__GOAL__:
Please list every line in the data below that contains the word "Query", copying each one in full.

__RECORDS FOR PROCESSING__:
## begin

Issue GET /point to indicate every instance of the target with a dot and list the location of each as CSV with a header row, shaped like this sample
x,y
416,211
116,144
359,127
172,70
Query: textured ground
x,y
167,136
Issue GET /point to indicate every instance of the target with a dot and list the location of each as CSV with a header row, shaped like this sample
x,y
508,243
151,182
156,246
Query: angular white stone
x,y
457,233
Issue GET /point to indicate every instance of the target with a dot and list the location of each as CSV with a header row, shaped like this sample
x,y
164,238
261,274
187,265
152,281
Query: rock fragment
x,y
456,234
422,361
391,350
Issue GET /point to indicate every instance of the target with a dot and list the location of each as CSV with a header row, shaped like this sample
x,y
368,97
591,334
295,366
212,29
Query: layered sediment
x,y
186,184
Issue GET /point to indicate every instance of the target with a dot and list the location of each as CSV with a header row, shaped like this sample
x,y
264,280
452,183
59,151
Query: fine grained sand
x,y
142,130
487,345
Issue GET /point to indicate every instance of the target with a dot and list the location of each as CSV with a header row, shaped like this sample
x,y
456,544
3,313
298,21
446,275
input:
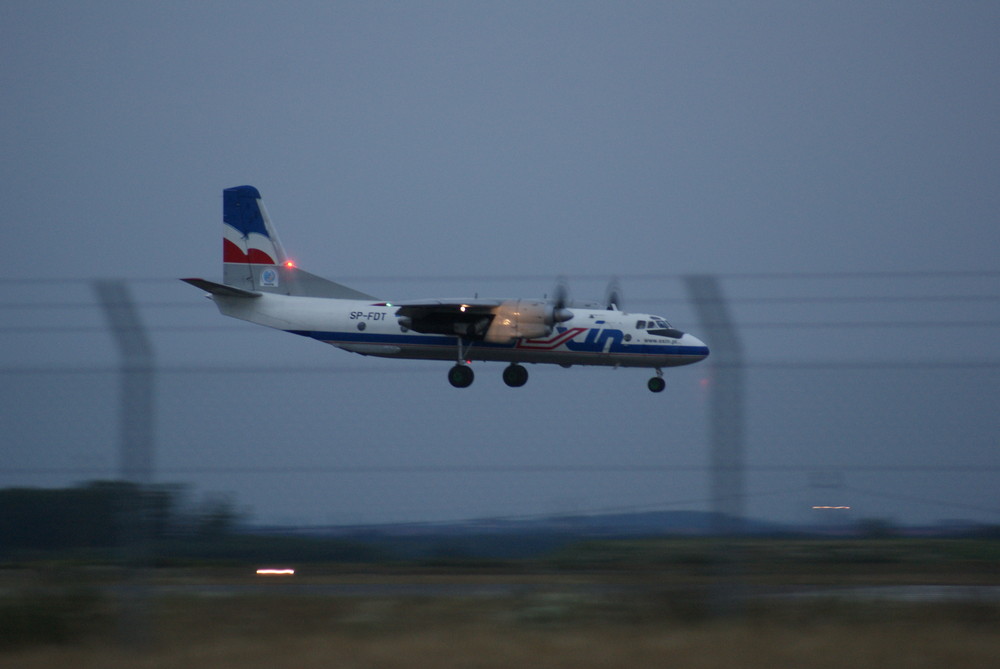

## end

__RESULT OF THE EXERCISE__:
Query: textured ground
Query: angular white stone
Query: rock fragment
Query: layered sediment
Query: fine grained sand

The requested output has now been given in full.